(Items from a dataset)
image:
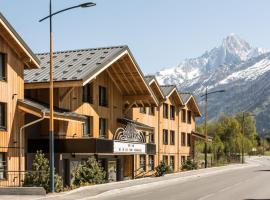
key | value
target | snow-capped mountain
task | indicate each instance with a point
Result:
(242, 70)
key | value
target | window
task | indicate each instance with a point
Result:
(189, 116)
(2, 66)
(151, 137)
(102, 128)
(172, 112)
(183, 160)
(142, 163)
(183, 139)
(165, 159)
(88, 127)
(103, 96)
(144, 136)
(88, 93)
(184, 115)
(151, 161)
(3, 165)
(165, 110)
(172, 163)
(165, 136)
(172, 137)
(142, 110)
(189, 139)
(3, 116)
(152, 111)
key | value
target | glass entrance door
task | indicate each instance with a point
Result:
(112, 170)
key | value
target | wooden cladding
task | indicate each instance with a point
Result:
(3, 116)
(3, 66)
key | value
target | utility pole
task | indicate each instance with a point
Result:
(206, 121)
(205, 129)
(51, 128)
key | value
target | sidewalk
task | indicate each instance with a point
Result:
(104, 189)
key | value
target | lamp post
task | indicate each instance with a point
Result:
(51, 129)
(244, 114)
(206, 121)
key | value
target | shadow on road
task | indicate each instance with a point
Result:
(263, 170)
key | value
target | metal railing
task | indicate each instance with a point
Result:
(15, 178)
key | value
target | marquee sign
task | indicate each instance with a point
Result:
(126, 147)
(129, 134)
(129, 140)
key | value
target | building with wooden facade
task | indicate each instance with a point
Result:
(174, 127)
(104, 107)
(15, 57)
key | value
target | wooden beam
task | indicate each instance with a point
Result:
(69, 90)
(129, 107)
(132, 98)
(125, 77)
(117, 75)
(115, 82)
(135, 81)
(57, 84)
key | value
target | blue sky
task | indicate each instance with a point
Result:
(160, 33)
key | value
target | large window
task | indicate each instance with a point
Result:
(184, 118)
(152, 111)
(189, 139)
(172, 112)
(142, 110)
(183, 139)
(165, 110)
(88, 127)
(3, 116)
(189, 116)
(102, 128)
(183, 160)
(103, 96)
(165, 136)
(172, 137)
(88, 93)
(3, 74)
(172, 163)
(142, 163)
(165, 159)
(151, 137)
(151, 162)
(3, 165)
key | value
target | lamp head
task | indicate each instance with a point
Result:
(87, 5)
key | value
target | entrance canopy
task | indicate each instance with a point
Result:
(42, 110)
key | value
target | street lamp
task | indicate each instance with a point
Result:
(206, 121)
(243, 133)
(51, 130)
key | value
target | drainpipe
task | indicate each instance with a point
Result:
(20, 142)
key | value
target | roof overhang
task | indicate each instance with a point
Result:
(12, 37)
(42, 110)
(192, 101)
(178, 97)
(129, 79)
(156, 89)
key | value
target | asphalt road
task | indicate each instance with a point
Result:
(247, 183)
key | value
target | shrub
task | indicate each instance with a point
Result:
(39, 176)
(161, 169)
(89, 172)
(190, 165)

**Problem to work on**
Leave the images out and transcribe the remaining data above word for word.

**Task solution**
image:
key | value
target | snow-capped mountain
task | indicate each instance with a point
Result:
(242, 70)
key | value
target | window
task | indicate each instance with a point
Result:
(189, 116)
(2, 66)
(151, 137)
(102, 128)
(172, 112)
(183, 160)
(142, 163)
(183, 139)
(165, 159)
(88, 127)
(103, 96)
(144, 136)
(88, 93)
(184, 115)
(151, 161)
(3, 165)
(165, 110)
(172, 163)
(165, 136)
(172, 137)
(142, 110)
(189, 139)
(3, 116)
(152, 111)
key | value
target | glass entrance door
task | indicate each instance with a point
Result:
(112, 170)
key | value
target | wooden cladding
task | indicate each instance with a point
Result:
(3, 116)
(3, 66)
key | value
target | utility pole
task | indicate each instance with a point
Result:
(206, 121)
(205, 129)
(51, 128)
key | value
target | sidewalk
task | indicate each instance with a point
Result:
(104, 189)
key | value
target | lamp post
task | indicate each instance with a point
Result:
(51, 129)
(244, 114)
(206, 121)
key | value
target | shadow on road
task | indicate each instance with a point
Result:
(263, 170)
key | value
target | metal railing
task | indicate each instance with a point
Result:
(15, 178)
key | value
target | marquee sign
task | indicate each instance with a point
Result:
(126, 147)
(129, 134)
(129, 140)
key | value
target | building with wooden facade
task | indicate each instance with a point
Result:
(174, 127)
(104, 107)
(15, 57)
key | value
target | wooden beam
task | indicate each instance with a point
Result:
(69, 90)
(129, 107)
(132, 98)
(125, 77)
(117, 75)
(115, 82)
(135, 81)
(57, 84)
key | value
target | blue sky
task | indicate each instance with a point
Result:
(160, 33)
key | value
target | large window
task | indicate each instance with a point
Result:
(184, 118)
(152, 111)
(189, 139)
(172, 112)
(142, 110)
(183, 139)
(165, 110)
(88, 127)
(3, 116)
(189, 116)
(102, 128)
(183, 160)
(103, 96)
(165, 136)
(172, 137)
(88, 93)
(3, 74)
(172, 163)
(142, 163)
(165, 159)
(151, 137)
(151, 162)
(3, 165)
key | value
target | lamp head
task | indicate each instance with a point
Result:
(87, 5)
key | value
target | entrance canopy
task | indicate each instance with a point
Result:
(42, 110)
key | value
target | street lamp
task | indicate each instance with a point
Result:
(206, 121)
(243, 133)
(51, 130)
key | value
target | drainpipe
task | indicate each instance with a point
Result:
(20, 142)
key | value
target | roof overhang
task | indicate each instance with a point
Result:
(12, 37)
(42, 110)
(192, 101)
(178, 97)
(129, 79)
(156, 89)
key | value
target | asphalt road
task | indicate each instance with a point
Result:
(247, 183)
key | value
target | shrub
task | indicate each instance with a point
Result:
(39, 176)
(161, 169)
(89, 172)
(190, 165)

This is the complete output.